=== Extract ===

In "grammarese" formulation, the case in question is as follows: Gilles' niece conjugated an irregular verb with a regular verb conjugation pattern.[3]
Gilles suspects that (linguistic) morphology exists (and/or is universal?) because the pattern of the niece's utterance resembled one of the patterns (sometimes formulated from "rules" [4]) often studied in literature on morphology.
Re "she clearly showed me that her way of learning languages did not consisted in reading/listening to huge amounts of utterances ...":
even if the niece had only been exposed to 10 utterances, if 8 of which exhibit a certain pattern, and 2 of which are more irregular/outlier-like, chances of her applying habits that are in line with the pattern observed more often in the rarer/unobserved cases can be high --- and would you not agree that's rather reasonable?

=== Recorded information ===

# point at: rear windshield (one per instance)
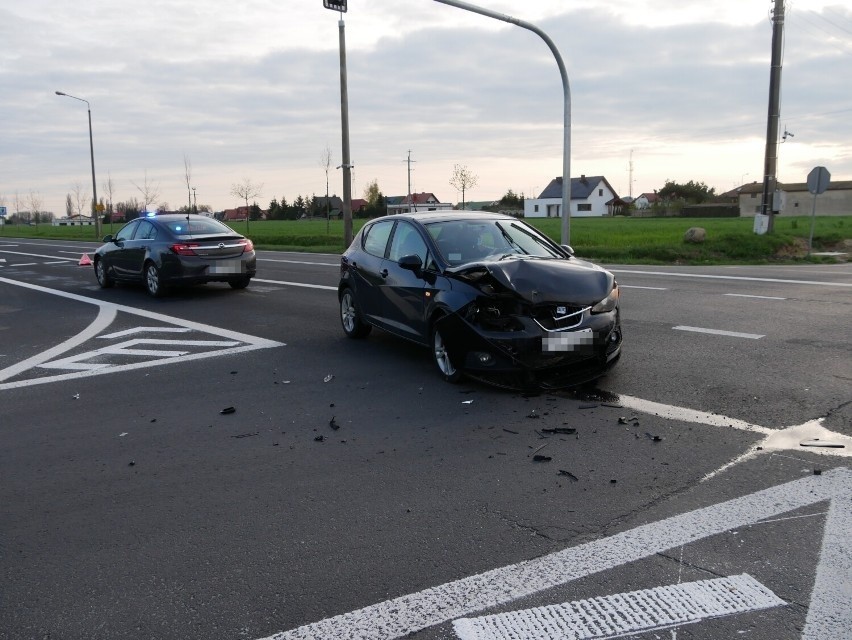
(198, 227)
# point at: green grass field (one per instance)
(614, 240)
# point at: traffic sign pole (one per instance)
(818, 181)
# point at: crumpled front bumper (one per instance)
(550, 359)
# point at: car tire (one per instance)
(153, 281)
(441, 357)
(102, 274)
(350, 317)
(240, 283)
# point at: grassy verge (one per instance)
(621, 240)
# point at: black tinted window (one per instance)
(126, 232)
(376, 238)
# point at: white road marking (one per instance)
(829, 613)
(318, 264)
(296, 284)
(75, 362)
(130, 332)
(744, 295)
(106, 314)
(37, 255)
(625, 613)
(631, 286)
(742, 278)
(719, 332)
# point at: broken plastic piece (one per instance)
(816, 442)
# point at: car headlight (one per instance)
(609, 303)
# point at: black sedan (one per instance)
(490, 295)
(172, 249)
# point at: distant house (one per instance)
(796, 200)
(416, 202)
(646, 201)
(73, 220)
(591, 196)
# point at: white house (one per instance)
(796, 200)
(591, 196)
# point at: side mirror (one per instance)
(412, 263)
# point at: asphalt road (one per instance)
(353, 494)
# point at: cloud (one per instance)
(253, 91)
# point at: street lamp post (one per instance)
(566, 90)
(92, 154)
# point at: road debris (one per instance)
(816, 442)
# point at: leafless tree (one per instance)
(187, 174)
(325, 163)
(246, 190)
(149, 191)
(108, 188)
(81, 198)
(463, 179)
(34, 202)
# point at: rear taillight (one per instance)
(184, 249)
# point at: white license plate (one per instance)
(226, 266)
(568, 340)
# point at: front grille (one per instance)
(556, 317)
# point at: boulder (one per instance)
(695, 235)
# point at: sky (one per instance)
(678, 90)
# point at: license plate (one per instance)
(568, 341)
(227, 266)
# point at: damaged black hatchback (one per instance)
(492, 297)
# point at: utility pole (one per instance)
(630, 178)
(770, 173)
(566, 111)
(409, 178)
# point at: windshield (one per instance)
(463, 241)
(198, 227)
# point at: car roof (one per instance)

===
=== Recorded information ===

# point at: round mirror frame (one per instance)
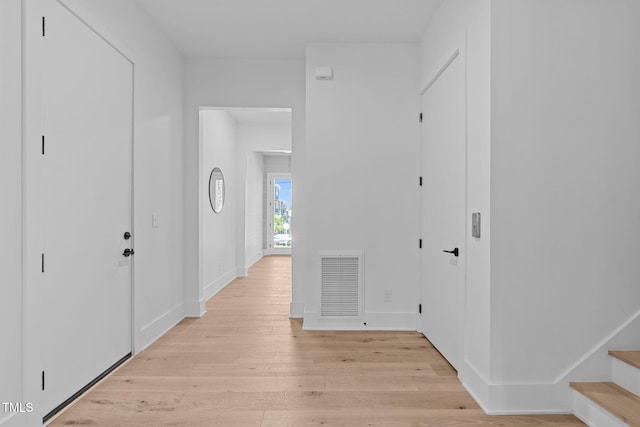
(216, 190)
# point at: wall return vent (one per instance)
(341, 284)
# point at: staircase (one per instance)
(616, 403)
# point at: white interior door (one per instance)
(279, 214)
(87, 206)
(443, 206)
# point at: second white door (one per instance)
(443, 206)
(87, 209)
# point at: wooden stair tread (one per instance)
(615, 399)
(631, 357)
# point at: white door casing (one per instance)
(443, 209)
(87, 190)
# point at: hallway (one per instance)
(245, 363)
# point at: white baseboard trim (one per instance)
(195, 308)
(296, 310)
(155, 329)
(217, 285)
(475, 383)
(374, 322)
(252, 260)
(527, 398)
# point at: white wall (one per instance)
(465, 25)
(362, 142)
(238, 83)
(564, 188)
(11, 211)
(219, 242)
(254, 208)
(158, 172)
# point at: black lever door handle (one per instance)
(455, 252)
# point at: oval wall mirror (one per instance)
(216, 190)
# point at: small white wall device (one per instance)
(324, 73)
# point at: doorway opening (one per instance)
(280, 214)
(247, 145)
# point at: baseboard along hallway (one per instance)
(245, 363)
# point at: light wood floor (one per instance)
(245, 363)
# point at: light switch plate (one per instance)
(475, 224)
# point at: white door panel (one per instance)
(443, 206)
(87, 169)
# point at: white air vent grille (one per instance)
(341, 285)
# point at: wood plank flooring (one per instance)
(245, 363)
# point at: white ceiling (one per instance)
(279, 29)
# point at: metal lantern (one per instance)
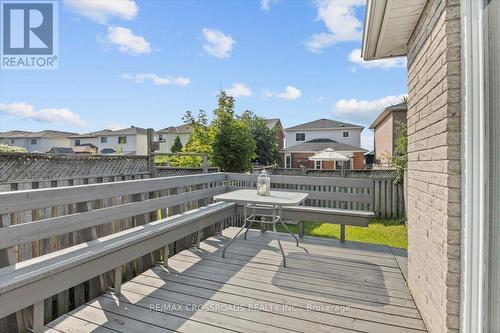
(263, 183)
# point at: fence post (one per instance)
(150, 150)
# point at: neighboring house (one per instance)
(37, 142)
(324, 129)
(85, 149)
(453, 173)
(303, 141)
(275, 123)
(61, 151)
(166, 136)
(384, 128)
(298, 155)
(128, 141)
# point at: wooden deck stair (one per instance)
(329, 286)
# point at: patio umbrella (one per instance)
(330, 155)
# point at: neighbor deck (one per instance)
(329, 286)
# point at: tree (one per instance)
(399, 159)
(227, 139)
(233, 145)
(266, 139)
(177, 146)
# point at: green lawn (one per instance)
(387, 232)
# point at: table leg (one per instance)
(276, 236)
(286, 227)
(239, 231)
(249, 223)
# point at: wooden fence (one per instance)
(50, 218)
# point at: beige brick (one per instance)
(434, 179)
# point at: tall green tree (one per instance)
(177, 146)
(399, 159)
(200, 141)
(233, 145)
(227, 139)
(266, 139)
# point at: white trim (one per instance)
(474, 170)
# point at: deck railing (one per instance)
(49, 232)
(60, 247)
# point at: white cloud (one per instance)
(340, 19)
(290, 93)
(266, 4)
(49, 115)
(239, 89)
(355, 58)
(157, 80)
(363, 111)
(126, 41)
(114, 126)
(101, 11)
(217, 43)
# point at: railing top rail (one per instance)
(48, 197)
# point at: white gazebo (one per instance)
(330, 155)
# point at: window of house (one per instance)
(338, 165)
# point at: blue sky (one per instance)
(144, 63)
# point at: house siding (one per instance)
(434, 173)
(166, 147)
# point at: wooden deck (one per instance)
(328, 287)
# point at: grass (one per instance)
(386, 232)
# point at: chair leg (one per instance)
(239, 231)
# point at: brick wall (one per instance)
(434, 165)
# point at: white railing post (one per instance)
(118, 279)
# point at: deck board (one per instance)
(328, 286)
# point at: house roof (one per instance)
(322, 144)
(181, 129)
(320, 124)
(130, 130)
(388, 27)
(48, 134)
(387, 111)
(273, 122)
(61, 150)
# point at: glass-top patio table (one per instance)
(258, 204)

===
=== Recorded information ===

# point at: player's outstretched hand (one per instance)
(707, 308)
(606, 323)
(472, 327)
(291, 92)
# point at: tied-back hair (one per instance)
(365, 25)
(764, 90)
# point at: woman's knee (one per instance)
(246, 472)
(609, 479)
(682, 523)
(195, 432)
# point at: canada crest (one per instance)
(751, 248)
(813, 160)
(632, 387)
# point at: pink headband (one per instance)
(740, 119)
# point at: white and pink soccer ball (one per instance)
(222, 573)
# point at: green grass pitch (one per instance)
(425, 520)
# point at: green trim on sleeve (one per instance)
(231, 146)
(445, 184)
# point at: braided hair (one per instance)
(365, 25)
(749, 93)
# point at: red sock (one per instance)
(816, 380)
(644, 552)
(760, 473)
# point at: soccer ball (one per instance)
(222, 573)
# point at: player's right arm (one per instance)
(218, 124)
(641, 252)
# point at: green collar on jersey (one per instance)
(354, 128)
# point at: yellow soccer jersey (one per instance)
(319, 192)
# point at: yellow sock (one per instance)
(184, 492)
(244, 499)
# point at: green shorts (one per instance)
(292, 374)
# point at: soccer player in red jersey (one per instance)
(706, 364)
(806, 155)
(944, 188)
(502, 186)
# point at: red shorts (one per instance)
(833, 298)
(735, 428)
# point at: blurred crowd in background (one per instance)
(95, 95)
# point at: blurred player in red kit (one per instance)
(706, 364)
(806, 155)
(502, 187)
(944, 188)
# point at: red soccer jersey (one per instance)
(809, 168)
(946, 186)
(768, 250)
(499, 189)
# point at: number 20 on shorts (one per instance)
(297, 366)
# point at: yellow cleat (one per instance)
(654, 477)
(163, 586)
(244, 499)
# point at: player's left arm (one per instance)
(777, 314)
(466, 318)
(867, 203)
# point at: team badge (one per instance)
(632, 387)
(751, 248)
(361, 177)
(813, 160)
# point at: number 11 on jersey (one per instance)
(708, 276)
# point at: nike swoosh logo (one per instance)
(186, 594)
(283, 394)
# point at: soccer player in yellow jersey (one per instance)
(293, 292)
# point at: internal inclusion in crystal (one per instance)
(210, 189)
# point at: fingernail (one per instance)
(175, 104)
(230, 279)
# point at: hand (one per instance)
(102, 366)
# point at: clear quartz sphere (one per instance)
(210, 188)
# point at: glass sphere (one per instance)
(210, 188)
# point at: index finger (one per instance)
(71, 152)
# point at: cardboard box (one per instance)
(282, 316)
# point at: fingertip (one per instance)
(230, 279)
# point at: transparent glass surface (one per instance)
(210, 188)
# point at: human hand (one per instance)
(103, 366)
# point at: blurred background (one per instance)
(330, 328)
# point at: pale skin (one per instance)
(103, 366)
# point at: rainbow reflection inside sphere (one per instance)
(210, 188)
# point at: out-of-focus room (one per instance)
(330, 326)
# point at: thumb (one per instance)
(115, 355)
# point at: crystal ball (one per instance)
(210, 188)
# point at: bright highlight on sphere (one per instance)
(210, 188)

===

Activity list:
• 1. According to the excerpt on morphology, how did Gilles' niece conjugate an irregular verb?
• 2. Write what comes after the final sentence of the excerpt on morphology.
The entries play no part in this work.

Task responses:
• 1. She conjugated it with a regular verb conjugation pattern.

• 2.
There are or may be un-/subconscious *patterns*, sure. But I do not argue against these, for such patterns do not have to be formulated in terms of "stems"/"roots"/"affixes", and more importantly, most of these patterns surface more often in books than in real life anyway. So the fact that one believes that a morphological paradigm is to be formulated in a certain way is pretty much a matter of preference of a (group of) researcher(s).
Re "but she was able to learn some word formation rules from very few examples": 
what she "learned" might just be some patterns --- at least according to your/our analysis here. That is, she might not have yet had much exposure to "rules", but Gilles might have. (Hence his conviction of the reality of morphology may be stronger.)
Re "In my humble opinion, this proves that morphology exists, if not in the LLM matrixes, at least in the human brain": 
I don't disagree with how one's mind can be clouded by archaic ideals or theories. But shouldn't a better theory exist outside of the mind of a person or a group of scientists as well?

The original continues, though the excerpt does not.